§ What you should do: Leave out all pictures. Extract exactly the lines from the one containing "of the gray" through the end of the data.

Begin Given data

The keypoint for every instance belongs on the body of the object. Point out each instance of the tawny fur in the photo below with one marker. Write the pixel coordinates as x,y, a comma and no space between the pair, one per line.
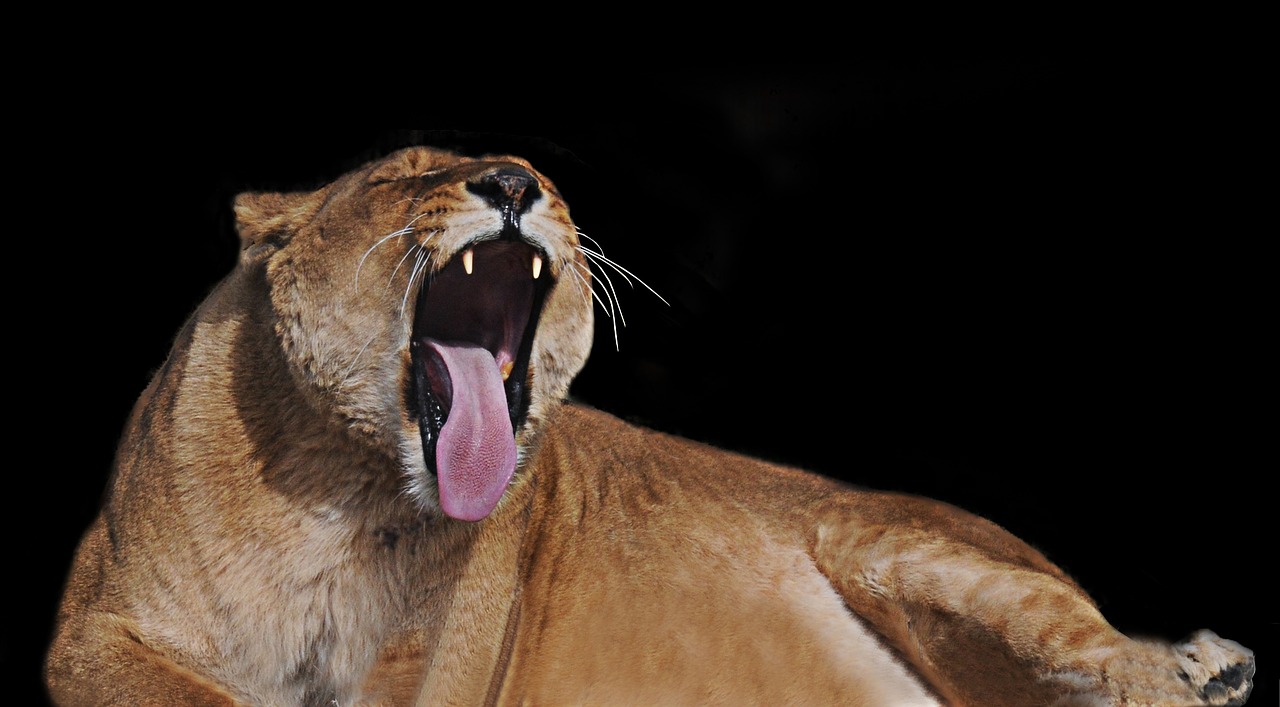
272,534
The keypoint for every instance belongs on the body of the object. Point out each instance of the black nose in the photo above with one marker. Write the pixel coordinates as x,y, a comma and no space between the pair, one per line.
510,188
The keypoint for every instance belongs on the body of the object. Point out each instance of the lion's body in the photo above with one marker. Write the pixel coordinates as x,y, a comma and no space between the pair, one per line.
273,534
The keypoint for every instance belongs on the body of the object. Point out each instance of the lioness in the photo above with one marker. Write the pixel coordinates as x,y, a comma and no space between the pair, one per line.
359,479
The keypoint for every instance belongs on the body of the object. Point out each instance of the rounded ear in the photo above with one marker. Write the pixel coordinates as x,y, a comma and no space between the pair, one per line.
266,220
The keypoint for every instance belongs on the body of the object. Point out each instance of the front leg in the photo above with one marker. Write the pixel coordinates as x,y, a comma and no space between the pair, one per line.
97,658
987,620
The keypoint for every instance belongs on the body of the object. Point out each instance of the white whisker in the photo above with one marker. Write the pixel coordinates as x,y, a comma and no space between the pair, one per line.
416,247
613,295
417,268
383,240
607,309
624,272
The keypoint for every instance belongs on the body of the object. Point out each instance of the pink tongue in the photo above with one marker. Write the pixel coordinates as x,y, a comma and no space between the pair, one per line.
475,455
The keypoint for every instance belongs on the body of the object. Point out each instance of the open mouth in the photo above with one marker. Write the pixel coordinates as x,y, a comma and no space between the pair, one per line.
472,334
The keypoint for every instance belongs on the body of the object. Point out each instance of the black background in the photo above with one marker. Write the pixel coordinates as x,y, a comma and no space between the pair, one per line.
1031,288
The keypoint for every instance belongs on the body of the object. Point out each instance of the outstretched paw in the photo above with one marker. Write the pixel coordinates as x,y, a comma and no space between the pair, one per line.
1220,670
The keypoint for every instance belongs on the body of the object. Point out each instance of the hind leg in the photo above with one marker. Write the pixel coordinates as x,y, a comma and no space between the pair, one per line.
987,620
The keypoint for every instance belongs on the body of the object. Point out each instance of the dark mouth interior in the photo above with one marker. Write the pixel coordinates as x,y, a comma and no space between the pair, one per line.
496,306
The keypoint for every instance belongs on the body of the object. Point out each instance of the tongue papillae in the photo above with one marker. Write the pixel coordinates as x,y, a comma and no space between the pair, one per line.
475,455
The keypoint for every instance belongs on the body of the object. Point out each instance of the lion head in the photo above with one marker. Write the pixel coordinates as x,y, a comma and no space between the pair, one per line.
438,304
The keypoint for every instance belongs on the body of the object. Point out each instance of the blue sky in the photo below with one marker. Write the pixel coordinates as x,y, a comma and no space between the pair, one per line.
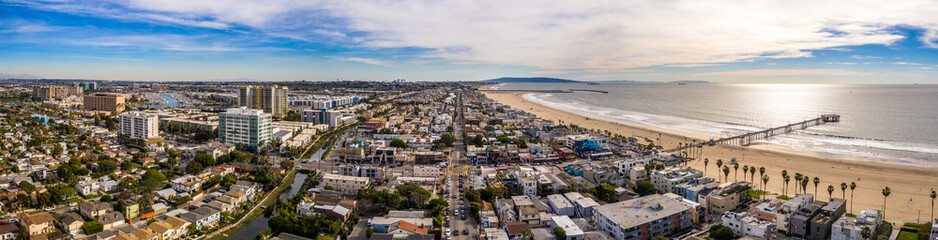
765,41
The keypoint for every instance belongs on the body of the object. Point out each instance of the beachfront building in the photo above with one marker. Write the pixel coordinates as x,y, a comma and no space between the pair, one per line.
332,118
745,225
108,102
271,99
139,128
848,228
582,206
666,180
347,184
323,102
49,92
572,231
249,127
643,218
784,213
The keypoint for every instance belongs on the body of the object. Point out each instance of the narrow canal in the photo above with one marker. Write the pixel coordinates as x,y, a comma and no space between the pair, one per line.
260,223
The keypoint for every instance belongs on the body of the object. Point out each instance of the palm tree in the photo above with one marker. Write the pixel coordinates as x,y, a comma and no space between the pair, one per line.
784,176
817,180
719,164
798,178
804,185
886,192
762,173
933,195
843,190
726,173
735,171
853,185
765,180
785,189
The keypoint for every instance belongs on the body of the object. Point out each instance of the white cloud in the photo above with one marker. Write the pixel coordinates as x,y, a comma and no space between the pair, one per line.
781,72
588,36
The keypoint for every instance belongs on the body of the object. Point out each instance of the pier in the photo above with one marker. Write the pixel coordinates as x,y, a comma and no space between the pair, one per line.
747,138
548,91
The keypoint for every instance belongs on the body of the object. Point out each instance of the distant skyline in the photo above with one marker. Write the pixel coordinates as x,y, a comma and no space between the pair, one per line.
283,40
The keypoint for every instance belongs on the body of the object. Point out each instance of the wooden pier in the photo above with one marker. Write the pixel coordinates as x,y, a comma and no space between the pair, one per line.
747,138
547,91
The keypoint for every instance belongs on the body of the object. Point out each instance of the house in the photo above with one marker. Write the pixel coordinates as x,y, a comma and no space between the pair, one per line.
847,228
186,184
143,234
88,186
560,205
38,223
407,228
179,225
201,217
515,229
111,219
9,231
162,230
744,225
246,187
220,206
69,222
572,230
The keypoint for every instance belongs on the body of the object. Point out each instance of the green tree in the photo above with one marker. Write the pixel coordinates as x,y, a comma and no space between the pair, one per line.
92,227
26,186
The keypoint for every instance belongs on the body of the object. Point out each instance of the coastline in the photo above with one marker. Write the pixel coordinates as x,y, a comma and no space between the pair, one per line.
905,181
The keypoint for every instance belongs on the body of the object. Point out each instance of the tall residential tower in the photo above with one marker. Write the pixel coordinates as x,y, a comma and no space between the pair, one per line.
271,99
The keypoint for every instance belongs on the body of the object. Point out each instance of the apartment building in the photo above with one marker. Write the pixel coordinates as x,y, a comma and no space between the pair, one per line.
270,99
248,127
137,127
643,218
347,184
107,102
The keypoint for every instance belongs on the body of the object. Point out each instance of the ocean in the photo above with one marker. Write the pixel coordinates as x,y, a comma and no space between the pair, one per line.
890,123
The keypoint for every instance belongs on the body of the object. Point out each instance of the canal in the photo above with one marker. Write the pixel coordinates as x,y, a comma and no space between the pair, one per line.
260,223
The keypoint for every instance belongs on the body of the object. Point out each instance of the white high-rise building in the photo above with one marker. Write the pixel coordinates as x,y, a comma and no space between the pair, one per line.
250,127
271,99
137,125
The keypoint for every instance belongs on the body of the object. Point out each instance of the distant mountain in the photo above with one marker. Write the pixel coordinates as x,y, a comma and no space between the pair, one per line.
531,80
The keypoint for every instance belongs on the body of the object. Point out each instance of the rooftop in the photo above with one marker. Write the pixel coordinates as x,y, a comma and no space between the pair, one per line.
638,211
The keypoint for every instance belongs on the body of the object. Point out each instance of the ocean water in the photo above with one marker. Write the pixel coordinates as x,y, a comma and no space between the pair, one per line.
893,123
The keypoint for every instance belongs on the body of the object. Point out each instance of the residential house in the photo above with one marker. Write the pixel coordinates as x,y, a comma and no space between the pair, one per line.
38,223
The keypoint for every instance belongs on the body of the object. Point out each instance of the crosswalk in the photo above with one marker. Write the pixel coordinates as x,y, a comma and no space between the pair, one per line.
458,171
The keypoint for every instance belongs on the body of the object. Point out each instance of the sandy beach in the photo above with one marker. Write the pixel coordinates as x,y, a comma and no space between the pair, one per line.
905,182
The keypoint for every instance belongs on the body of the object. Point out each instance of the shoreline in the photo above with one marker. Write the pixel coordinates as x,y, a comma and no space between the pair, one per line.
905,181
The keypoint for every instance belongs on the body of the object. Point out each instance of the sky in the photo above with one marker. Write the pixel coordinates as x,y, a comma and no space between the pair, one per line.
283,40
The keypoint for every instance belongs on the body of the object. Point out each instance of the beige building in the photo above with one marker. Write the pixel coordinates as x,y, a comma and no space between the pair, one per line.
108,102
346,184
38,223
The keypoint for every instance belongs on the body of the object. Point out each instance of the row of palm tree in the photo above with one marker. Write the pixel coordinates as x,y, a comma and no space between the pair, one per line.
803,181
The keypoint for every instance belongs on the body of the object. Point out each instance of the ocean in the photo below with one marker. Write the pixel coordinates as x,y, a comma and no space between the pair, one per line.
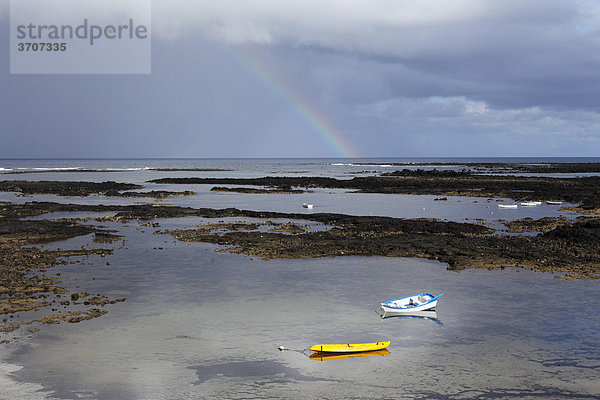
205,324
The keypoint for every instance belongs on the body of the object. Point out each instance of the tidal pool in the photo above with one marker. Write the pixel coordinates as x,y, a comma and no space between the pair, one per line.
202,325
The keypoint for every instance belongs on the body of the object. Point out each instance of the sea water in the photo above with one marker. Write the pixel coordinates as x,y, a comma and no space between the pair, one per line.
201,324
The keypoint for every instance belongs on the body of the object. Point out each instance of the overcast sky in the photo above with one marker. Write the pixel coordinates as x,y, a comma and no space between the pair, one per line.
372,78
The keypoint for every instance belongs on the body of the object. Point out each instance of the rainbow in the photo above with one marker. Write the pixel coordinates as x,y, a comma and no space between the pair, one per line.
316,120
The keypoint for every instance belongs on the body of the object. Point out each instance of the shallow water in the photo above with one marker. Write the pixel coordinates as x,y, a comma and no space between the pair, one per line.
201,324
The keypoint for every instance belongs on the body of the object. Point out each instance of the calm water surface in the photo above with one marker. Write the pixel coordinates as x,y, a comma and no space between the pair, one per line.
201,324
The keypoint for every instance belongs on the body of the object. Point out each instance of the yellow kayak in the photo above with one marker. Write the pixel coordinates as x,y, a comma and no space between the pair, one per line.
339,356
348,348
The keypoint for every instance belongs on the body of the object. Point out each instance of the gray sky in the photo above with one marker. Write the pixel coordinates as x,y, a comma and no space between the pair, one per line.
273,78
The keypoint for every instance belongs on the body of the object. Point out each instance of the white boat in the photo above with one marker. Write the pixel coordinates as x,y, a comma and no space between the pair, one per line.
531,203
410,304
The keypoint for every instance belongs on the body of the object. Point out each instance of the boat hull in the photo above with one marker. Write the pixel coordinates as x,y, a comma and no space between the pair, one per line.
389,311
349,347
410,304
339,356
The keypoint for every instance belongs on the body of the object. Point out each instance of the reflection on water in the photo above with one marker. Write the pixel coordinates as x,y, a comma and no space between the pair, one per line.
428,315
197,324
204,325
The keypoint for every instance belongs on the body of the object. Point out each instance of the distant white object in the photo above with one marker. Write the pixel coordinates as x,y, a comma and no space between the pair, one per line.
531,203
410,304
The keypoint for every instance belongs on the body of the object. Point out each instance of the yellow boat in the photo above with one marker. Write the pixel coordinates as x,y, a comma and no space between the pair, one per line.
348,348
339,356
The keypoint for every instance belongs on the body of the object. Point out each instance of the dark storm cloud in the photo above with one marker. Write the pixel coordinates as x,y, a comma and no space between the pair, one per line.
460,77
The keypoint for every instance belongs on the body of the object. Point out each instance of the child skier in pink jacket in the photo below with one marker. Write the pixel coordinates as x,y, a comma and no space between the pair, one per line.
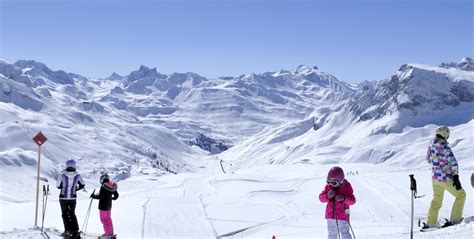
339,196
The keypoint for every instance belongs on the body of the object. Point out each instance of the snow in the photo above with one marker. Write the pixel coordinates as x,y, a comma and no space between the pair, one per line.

End Given data

§ Output below:
The keypoint for every instance belongs on the body of the object. Point out each instance of the gray sky in the photo above with one marker. Write the pixel coordinates as x,y, a comma and no space between the pair, one per line.
273,78
The keypoint for every instance belongs on the body of the object. Point out each instance of the white boat in the photo above with one marker. Write the pixel coordinates as x,y, a comma and no space between the pair, one per line.
531,203
410,304
The keypoint for every instance belongs on the body of the object. Point out each instance of the boat hull in the photo above with one marker. Write the pixel coordinates as x,y, a comma and no space between the pair, one per line.
389,311
349,347
410,304
339,356
The keypoint for every instance belongs on the body of the object. Point out each instance of the reflection on water in the photo above with one marker. Write the pixel coordinates as x,y, a comma and no space between the pair, one per line.
428,315
197,324
204,325
The keypoint for every instance belongs on the body of the object. Point out each instance of the distant white object in the photo above with one marker. Write the pixel coordinates as x,y, a comma and no space between the pair, one per line.
531,203
410,304
The keypoint for every instance belongs on the body of the object. Point out each instance of the yellow boat in the photo above with one marker. Write the pixel coordinates as x,y, a comma and no space between the pair, one per line.
348,348
339,356
The keypoint for every instance belongs on the body of the object. Point out each instance of the dark storm cloud in the photo above with one marker. Write the pixel coordinates as x,y, a comma and no space between the pair, one per line.
460,77
The keypoint for every instance belongs on the body of the object. Point out each instance of the child skier in pink jacket in the photo below with one marker. Write the pixel coordinates as x,y, a comma and no space between the pair, one per line.
339,196
The keypoint for every instance belongs on the body of the object. Point out each instance of the snow in the photo above with one marker. Write the pixel coordinates as x,y, a comma and no space between the pair, one per line.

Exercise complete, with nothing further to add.